> **What the exercise asks**:
Extract, verbatim, all lines starting at the one containing "Crossing-audit request: pin the beige" and ending with the final line of the listing, and no others.

··· Extracted material ···

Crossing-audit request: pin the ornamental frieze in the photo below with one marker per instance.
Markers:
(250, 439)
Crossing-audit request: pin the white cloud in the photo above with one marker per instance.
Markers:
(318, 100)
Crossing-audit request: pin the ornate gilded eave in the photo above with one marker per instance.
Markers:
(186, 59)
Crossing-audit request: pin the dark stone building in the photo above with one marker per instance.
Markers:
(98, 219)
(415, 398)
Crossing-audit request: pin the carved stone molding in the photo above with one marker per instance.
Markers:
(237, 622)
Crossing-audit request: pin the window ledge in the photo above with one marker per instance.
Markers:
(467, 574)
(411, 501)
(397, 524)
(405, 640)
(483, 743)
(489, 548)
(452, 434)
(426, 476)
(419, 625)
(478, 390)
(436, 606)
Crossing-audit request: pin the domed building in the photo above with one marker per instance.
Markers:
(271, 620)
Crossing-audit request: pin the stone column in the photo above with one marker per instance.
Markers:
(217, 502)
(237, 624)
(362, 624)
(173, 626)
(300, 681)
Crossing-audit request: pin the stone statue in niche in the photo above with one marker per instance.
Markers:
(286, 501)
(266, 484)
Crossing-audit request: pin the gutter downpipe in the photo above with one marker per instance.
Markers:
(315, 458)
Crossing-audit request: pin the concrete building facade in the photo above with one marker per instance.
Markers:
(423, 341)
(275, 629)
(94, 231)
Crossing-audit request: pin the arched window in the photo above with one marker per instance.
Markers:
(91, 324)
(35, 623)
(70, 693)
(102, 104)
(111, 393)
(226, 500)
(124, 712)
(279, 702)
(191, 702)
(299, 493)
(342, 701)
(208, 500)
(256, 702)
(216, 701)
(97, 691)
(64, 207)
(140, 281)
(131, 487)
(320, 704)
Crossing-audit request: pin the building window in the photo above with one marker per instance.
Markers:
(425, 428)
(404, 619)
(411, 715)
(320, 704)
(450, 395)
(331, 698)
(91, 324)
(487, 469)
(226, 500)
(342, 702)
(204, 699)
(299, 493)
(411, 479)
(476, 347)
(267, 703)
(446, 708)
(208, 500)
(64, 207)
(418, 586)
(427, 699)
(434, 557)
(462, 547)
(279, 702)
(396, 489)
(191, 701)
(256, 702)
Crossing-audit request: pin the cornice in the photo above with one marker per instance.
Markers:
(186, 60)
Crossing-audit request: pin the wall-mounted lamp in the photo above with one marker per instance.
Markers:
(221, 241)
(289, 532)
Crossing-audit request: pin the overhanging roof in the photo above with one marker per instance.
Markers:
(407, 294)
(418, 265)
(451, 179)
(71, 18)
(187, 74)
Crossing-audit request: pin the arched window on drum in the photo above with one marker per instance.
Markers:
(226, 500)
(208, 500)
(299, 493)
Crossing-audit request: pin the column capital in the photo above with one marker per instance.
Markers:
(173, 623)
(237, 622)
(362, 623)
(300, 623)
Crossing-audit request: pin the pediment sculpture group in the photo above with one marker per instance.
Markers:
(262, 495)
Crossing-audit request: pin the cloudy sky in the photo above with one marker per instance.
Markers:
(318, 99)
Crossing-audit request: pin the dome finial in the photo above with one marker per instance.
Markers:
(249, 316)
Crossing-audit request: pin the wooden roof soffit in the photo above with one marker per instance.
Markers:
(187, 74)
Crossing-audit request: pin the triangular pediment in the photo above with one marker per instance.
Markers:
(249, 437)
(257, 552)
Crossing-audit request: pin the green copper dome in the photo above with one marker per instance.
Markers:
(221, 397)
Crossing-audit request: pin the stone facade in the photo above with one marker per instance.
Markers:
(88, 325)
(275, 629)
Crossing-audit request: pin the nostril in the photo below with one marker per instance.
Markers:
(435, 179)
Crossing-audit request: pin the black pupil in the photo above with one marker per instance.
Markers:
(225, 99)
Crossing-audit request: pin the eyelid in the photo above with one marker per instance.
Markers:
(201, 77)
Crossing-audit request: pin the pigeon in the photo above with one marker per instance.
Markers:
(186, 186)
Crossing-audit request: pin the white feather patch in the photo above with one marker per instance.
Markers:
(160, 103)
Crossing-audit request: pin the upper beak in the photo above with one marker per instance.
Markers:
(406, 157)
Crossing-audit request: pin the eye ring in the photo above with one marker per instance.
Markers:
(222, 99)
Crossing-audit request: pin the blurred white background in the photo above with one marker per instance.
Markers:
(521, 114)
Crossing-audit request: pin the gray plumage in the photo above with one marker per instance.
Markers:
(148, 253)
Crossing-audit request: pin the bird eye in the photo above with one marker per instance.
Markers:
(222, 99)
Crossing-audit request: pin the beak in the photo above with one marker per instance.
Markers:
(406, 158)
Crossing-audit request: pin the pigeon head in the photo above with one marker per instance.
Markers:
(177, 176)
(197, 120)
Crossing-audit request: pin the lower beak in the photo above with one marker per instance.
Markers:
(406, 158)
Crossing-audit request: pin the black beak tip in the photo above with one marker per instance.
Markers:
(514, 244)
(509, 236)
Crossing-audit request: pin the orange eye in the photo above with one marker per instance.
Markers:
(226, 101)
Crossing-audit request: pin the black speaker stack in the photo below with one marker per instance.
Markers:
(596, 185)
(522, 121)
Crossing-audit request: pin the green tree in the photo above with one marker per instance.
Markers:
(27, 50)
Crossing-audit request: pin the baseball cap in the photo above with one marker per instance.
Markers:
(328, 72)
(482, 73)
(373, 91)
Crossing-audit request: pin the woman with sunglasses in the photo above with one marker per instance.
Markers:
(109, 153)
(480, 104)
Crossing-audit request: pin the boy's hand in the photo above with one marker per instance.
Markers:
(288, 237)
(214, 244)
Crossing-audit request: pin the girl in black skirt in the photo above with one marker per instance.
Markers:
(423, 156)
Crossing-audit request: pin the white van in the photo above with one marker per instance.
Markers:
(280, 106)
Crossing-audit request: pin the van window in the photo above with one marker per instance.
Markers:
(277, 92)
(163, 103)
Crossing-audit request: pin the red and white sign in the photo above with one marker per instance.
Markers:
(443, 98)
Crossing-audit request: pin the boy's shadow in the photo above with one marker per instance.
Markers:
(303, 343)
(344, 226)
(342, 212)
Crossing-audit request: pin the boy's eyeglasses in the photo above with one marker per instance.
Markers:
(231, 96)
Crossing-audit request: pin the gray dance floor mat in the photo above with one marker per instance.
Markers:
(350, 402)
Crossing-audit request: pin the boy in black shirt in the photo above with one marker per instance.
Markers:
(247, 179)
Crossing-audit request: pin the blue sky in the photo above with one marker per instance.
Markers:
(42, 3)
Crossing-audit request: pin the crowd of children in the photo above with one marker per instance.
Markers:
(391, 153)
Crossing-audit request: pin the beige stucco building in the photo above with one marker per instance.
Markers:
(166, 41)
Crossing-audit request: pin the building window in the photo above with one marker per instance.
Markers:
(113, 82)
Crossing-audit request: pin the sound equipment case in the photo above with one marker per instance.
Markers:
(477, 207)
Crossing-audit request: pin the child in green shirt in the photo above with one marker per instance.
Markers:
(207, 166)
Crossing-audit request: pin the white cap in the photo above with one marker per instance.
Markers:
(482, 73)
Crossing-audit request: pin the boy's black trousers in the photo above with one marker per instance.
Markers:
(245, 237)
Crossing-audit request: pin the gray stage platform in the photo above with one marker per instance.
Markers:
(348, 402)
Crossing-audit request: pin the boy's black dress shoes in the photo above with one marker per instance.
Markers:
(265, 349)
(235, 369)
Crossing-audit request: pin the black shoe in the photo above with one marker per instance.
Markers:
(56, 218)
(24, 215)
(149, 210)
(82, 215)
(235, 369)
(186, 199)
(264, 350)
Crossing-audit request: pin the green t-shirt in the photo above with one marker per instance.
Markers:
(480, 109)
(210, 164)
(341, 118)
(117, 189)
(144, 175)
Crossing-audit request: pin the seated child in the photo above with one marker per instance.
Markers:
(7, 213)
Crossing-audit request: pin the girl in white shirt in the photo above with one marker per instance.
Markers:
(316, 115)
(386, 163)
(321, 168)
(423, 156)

···

> **Answer to this task**:
Crossing-audit request: pin the beige stucco building in the photo above with one marker per instance.
Markers:
(166, 41)
Crossing-audit request: pin the building window in the photo above with one marker per instance.
Markers:
(113, 82)
Crossing-audit request: pin the sound equipment case in the photo above with one marker per instance.
Markers:
(477, 207)
Crossing-audit request: pin the child in green shirt in the photo above with one marker per instance.
Markers:
(207, 166)
Crossing-audit request: pin the white cap in the photo above with one marker per instance.
Markers:
(482, 73)
Crossing-audit request: pin the boy's black trousers in the photo above with one marker per instance.
Markers:
(245, 237)
Crossing-audit request: pin the gray stage platform in the photo above with one marker per instance.
Markers:
(348, 402)
Crossing-audit request: pin the boy's black dress shoes in the photo above with one marker per instance.
Markers:
(265, 349)
(235, 369)
Crossing-audit request: pin the black shoe in the photo above with one marker per instance.
Markers:
(56, 218)
(24, 215)
(149, 210)
(82, 215)
(235, 369)
(186, 199)
(264, 350)
Crossing-audit request: pin the green t-shirt in the photo above with one marker per instance.
Markers:
(480, 109)
(210, 164)
(341, 118)
(117, 189)
(144, 175)
Crossing-audit request: pin the seated child in the photo above with one marker per instance.
Markers:
(7, 213)
Crossing-audit request: pin the girl in white shirt in the photo above with one marker per instance.
Markers:
(316, 115)
(386, 163)
(321, 168)
(423, 156)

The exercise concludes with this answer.